A block of data:
^^^^^^^^^^^^^^^^

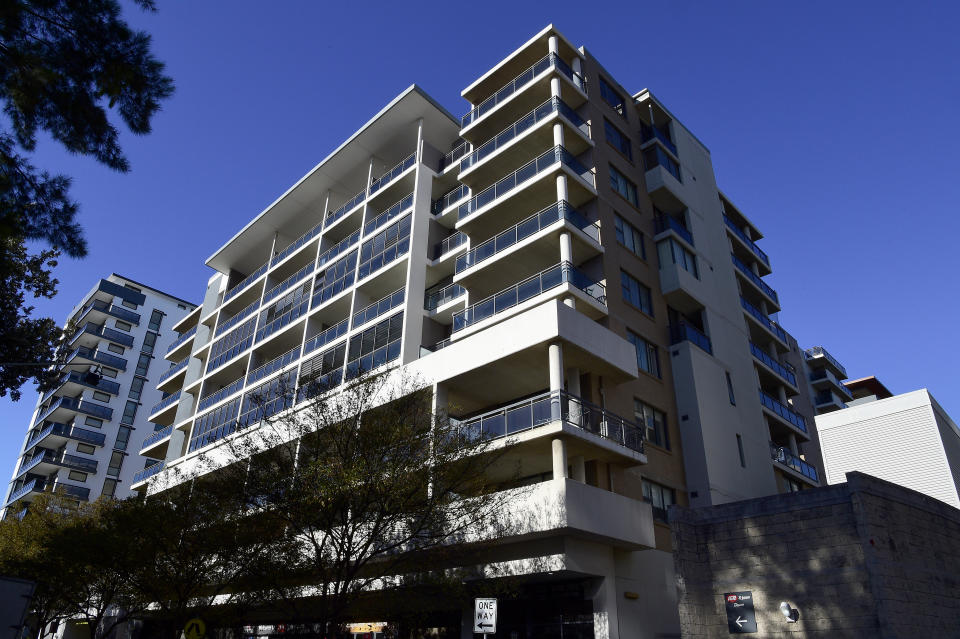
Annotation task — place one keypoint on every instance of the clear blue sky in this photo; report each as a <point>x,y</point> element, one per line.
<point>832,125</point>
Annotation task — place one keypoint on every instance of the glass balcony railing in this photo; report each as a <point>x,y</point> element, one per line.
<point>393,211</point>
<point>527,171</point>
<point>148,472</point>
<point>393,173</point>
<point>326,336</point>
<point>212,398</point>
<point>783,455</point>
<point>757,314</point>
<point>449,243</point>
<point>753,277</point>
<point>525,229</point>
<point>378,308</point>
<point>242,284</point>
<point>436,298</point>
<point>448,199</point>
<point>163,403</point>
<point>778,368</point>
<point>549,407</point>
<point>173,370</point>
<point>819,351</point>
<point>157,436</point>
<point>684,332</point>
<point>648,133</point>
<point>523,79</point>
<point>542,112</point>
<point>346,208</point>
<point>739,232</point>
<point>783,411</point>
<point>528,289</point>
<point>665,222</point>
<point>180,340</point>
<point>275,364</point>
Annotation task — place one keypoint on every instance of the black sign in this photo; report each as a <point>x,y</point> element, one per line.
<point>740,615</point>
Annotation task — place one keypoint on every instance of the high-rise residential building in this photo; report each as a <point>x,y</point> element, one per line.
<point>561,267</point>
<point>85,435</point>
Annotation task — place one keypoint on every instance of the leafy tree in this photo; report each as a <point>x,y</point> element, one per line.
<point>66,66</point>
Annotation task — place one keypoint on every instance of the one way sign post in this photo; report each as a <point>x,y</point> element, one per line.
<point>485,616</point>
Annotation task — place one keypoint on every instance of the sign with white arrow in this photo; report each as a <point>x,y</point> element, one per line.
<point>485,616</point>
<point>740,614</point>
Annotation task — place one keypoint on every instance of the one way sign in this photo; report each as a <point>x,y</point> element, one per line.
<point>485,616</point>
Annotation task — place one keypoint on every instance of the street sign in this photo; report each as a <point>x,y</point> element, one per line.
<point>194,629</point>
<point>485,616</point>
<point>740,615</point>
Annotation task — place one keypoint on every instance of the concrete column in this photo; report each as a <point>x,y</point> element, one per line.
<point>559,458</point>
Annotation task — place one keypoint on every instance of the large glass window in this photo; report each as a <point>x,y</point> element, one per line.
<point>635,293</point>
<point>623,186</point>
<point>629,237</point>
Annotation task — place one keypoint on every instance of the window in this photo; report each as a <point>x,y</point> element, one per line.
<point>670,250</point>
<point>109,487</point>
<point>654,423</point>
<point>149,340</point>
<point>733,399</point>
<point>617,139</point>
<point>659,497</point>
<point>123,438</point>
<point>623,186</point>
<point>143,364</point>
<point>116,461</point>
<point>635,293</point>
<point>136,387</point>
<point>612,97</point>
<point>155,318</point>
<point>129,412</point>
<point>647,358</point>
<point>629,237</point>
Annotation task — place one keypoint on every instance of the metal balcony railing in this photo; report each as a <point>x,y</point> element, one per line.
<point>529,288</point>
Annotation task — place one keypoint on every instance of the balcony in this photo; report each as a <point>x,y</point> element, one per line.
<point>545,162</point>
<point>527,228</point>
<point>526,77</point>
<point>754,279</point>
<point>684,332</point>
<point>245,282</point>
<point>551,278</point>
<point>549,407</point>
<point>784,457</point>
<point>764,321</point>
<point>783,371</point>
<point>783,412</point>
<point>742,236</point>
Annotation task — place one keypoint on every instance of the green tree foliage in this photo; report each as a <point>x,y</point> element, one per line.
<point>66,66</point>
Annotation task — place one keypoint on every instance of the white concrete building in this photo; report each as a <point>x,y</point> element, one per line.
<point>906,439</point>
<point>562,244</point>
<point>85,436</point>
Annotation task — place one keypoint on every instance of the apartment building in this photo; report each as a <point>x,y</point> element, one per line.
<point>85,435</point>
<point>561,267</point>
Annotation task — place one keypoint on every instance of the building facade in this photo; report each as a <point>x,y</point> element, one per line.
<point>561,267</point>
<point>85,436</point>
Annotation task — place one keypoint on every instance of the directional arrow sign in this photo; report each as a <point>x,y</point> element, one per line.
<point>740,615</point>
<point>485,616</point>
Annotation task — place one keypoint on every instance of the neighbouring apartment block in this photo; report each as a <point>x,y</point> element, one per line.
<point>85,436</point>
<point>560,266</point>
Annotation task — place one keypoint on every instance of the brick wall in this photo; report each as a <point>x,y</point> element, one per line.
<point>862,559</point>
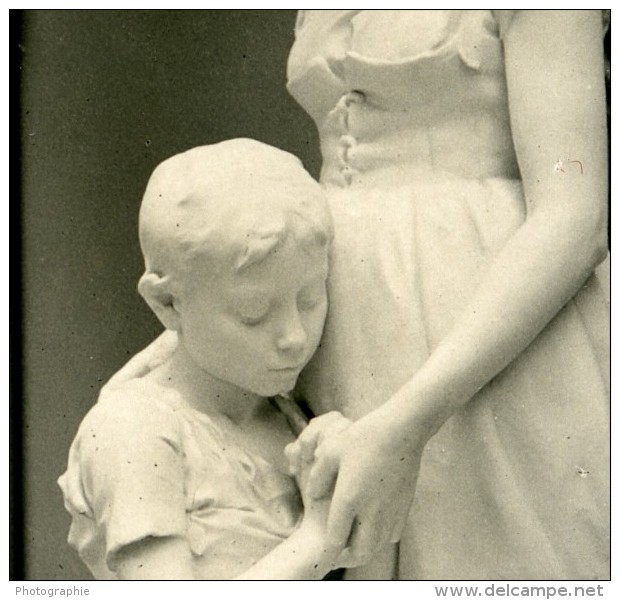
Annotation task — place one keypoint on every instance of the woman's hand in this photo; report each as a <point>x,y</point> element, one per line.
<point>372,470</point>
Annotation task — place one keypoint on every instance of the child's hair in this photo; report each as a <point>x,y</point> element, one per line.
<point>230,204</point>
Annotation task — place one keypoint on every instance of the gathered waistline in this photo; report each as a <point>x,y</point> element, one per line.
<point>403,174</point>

^^^^^^^^^^^^^^^^

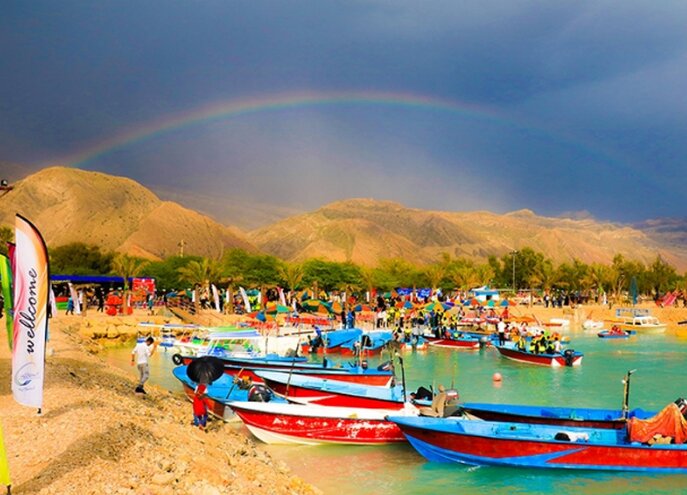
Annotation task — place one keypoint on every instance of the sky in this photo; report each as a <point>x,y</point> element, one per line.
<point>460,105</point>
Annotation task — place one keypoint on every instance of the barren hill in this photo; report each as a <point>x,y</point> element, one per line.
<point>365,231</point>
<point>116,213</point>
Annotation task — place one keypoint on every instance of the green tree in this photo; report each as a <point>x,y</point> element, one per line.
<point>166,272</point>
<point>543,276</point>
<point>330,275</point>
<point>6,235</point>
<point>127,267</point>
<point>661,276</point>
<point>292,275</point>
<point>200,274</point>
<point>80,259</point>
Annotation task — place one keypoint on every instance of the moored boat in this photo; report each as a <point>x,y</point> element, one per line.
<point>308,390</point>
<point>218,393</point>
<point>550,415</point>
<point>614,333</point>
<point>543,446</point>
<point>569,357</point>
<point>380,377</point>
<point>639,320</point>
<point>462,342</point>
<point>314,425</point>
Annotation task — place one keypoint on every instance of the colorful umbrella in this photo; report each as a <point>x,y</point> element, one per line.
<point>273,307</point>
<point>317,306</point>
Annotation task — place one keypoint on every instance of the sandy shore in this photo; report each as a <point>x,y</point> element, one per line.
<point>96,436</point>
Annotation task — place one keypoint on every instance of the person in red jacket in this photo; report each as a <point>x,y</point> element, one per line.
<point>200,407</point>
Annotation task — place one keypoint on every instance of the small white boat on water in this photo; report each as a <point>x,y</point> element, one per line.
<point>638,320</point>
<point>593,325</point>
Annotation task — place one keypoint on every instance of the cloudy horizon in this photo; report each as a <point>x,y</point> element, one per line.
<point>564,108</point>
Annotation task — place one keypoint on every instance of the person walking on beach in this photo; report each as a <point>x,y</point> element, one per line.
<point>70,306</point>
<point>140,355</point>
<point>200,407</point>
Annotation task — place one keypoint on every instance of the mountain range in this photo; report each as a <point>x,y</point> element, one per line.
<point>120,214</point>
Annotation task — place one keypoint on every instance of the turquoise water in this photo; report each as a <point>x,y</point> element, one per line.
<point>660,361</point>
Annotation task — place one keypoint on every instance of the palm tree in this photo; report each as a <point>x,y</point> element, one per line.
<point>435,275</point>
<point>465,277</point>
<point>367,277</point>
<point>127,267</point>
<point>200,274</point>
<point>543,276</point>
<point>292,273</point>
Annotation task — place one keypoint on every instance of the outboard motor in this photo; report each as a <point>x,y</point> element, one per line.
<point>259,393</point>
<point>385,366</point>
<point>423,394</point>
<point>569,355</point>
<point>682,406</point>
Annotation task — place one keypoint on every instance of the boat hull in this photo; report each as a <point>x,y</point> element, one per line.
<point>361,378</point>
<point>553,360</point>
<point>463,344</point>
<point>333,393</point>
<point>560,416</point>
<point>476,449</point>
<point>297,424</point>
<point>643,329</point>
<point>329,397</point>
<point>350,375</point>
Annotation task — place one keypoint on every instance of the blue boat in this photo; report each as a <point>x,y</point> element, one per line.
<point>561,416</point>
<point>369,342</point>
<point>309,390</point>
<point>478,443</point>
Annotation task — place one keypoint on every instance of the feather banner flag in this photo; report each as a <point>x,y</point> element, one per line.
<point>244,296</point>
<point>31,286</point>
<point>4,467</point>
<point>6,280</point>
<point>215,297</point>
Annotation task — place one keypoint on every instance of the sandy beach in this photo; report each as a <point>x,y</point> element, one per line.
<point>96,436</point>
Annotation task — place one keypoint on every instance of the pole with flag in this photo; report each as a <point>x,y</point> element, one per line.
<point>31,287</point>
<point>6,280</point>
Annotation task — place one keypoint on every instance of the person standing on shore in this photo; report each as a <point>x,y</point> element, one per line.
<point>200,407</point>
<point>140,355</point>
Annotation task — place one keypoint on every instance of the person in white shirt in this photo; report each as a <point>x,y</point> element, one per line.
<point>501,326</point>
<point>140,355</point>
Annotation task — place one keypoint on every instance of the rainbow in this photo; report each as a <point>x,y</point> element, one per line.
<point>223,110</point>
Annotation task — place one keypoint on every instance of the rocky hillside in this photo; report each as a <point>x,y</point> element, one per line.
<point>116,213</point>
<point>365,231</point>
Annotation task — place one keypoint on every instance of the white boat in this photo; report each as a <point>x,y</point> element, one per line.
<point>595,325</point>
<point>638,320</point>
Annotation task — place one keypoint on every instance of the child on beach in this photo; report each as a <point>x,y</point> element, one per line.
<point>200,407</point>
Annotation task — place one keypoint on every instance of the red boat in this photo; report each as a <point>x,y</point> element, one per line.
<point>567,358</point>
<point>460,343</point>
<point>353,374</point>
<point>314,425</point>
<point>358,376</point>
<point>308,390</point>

^^^^^^^^^^^^^^^^

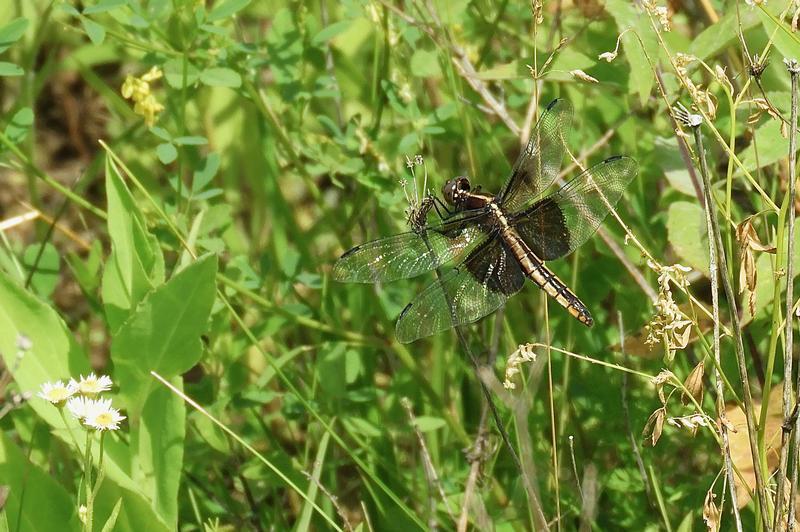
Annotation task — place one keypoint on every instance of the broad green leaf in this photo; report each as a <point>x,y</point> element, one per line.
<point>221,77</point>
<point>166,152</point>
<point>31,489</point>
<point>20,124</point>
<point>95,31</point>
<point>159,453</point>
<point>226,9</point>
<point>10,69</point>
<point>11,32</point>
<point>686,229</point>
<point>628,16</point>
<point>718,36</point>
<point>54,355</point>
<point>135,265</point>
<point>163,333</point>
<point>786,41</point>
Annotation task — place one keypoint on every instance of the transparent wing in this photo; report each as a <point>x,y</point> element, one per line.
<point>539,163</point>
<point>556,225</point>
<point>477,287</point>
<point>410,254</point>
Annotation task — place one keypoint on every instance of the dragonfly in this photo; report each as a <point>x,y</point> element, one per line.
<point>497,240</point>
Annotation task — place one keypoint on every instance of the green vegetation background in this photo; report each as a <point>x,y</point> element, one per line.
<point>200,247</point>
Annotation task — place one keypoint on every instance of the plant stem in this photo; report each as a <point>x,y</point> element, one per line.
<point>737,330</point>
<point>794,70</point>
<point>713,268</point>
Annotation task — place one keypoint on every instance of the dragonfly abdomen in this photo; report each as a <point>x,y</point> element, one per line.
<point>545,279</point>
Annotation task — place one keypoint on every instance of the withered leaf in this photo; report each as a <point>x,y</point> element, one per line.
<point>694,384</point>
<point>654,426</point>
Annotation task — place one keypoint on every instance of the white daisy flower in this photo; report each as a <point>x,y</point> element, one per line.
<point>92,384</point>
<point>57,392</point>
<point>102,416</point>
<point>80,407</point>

^^^^^^^^^^^^^^^^

Copy out the data verbatim, starting at the line containing "of the barren" and ending with the line containing "<point>80,259</point>", both lines included.

Annotation task — place one keypoint on every instance of the barren hill in this photo; report each as a <point>x,y</point> element, one per line.
<point>365,231</point>
<point>116,213</point>
Annotation task — place one keypoint on every instance of the green tree in this photo; report each as a <point>x,y</point> element, one per line.
<point>166,272</point>
<point>543,276</point>
<point>330,275</point>
<point>6,235</point>
<point>127,267</point>
<point>661,276</point>
<point>292,275</point>
<point>200,274</point>
<point>80,259</point>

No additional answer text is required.